_Excerpted text_
SNUB POLLARD'S AUTOBIOGRAPHY by Dora Gjhaar
2009

$6

16 fully illustrated pages



I found an old tobacco "Movie Star" card in a Brooklyn Flea Market with Snub Pollard on it. What a face! What a mustache! I started carrying it around in my wallet, behind my ID.



I didn't know anything about Snub at the time and he became a bit of an obsession; where did he come from? Did he curse a lot? Did he hop trains or toss pennies to the beggars? Did he ever walk down 42nd St? This preoccupation turned into an art project when I started putting words in his mouth. In a couple weeks I'd written Snub Pollard's Autobiography, which is essentially a picture book.



The book explores the psyche of a man from the inside out and in the loosest possible terms -- mostly images and non-sequitors. The result is what I consider a quilt of frozen moments, some life-defining and others completely unremarkable, woven together in an effort to resurrect the memory of one of hollywood's most successful silent comics. Someone who, to me, epitomizes the idea that a famous life disappears from memory twenty or thirty seconds later than an obscure one.

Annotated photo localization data
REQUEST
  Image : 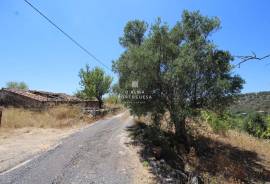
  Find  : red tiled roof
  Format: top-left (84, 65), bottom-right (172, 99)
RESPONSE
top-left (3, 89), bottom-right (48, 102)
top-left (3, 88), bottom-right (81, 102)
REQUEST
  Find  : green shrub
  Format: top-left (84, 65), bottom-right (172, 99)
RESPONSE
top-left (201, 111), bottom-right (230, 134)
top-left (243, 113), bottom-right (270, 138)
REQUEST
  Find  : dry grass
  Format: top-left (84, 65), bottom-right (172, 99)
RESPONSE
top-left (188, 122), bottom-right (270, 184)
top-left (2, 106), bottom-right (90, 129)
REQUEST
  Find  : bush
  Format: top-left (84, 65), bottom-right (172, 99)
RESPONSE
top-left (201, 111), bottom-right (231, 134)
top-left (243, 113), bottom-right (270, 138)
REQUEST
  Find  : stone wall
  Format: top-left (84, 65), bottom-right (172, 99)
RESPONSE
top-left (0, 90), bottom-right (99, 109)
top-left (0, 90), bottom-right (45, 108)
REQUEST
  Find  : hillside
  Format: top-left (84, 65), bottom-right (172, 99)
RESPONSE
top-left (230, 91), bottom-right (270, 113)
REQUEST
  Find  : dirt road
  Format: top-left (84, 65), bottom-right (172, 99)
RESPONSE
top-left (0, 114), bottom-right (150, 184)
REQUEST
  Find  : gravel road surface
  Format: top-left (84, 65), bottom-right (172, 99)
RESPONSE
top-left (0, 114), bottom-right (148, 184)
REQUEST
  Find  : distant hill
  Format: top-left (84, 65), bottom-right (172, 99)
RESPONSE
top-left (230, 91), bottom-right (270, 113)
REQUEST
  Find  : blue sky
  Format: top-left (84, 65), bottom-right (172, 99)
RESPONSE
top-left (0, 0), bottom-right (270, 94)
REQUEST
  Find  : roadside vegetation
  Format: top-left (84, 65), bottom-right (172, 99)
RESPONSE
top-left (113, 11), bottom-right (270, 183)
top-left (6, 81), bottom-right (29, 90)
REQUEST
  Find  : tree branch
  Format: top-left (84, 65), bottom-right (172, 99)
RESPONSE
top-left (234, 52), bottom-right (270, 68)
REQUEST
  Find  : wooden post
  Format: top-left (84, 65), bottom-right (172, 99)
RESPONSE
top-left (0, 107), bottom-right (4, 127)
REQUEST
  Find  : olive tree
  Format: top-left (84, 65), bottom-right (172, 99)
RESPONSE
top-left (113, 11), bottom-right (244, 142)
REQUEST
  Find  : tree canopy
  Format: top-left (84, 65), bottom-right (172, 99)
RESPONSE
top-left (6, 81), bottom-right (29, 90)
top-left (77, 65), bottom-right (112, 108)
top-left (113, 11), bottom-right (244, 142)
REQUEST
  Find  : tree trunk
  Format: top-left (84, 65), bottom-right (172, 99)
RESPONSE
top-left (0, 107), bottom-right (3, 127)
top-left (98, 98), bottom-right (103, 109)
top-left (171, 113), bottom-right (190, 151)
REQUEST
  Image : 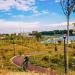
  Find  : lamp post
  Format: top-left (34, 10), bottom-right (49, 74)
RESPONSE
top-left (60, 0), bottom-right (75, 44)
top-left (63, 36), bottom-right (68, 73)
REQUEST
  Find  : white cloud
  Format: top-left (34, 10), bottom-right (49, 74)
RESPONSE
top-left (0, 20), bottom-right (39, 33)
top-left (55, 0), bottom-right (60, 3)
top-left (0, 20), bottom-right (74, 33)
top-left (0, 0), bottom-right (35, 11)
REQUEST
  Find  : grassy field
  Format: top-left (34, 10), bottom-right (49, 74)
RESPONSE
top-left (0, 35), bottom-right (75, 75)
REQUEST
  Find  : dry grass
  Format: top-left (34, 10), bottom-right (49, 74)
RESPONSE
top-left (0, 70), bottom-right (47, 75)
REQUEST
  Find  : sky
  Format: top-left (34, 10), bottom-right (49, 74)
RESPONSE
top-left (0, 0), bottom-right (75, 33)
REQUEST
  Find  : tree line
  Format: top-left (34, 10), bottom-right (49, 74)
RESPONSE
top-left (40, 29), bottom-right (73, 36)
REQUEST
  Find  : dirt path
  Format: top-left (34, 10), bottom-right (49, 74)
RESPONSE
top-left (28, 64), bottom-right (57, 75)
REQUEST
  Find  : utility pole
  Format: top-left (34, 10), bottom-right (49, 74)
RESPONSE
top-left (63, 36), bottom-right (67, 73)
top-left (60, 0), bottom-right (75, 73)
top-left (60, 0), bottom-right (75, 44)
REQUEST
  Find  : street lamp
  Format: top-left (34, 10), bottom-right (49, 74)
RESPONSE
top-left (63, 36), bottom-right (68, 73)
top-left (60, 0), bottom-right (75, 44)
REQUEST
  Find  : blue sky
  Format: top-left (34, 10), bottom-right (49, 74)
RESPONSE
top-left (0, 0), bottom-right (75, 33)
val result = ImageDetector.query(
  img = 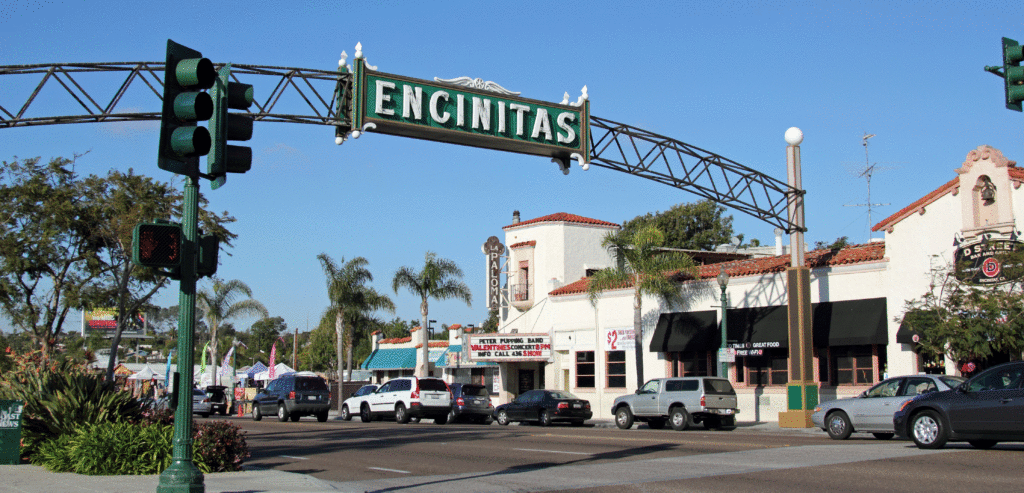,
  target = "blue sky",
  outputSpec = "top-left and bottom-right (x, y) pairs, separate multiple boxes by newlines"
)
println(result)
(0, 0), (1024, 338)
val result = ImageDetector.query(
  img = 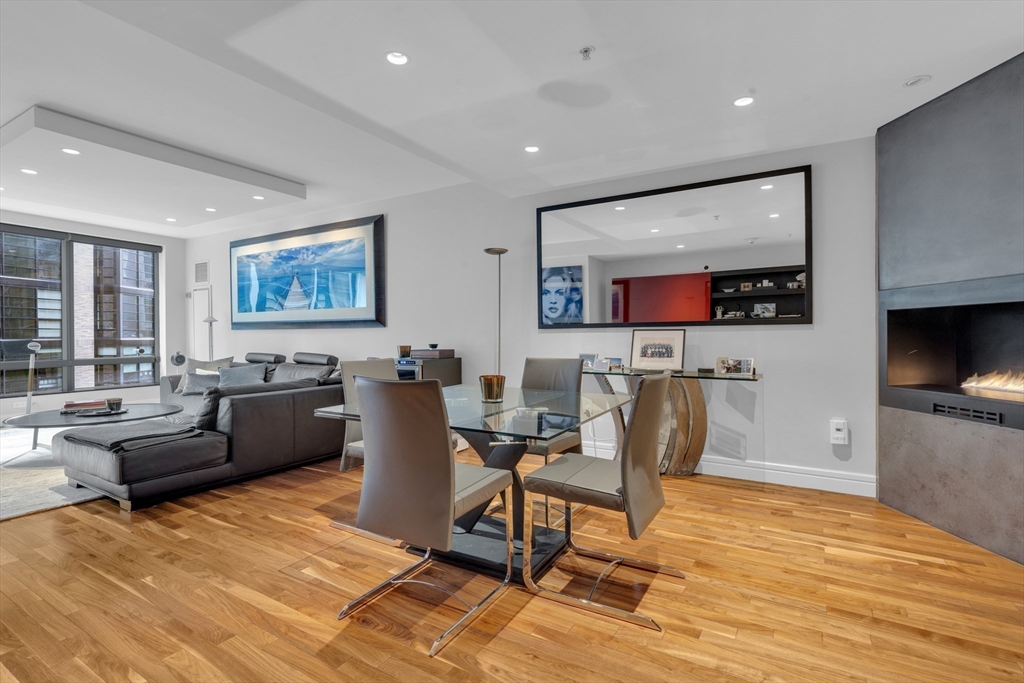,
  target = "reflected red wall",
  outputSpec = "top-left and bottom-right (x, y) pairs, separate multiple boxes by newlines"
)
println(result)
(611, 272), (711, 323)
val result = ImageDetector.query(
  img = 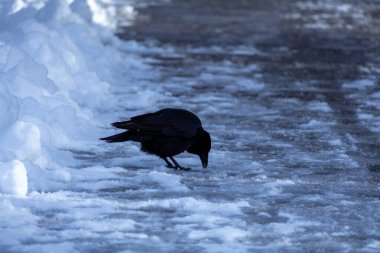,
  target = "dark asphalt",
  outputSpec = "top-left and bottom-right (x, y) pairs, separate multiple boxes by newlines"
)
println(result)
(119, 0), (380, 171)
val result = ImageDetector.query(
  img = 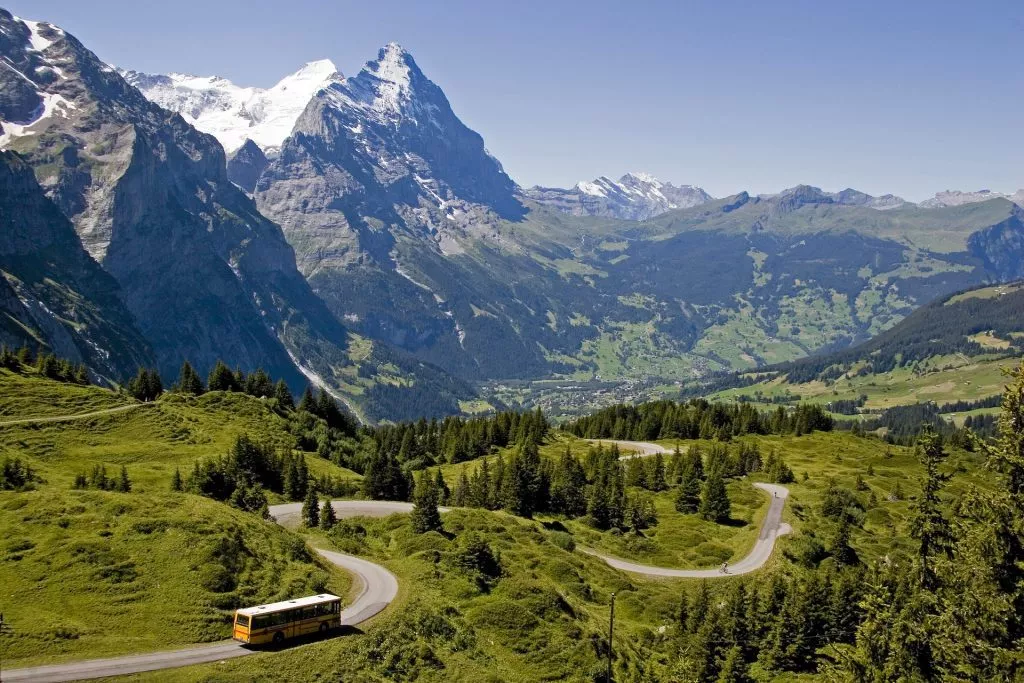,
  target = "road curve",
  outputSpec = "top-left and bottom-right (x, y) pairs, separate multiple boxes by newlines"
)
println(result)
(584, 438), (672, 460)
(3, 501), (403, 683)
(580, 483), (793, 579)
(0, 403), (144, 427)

_Description of the task_
Retype the passage of the Snub Pollard's Autobiography description between "SNUB POLLARD'S AUTOBIOGRAPHY by" and "a picture book.", inclusive.

_Written response_
SNUB POLLARD'S AUTOBIOGRAPHY by Dora Gjhaar
2009

$6

16 fully illustrated pages



I found an old tobacco "Movie Star" card in a Brooklyn Flea Market with Snub Pollard on it. What a face! What a mustache! I started carrying it around in my wallet, behind my ID.



I didn't know anything about Snub at the time and he became a bit of an obsession; where did he come from? Did he curse a lot? Did he hop trains or toss pennies to the beggars? Did he ever walk down 42nd St? This preoccupation turned into an art project when I started putting words in his mouth. In a couple weeks I'd written Snub Pollard's Autobiography, which is essentially a picture book.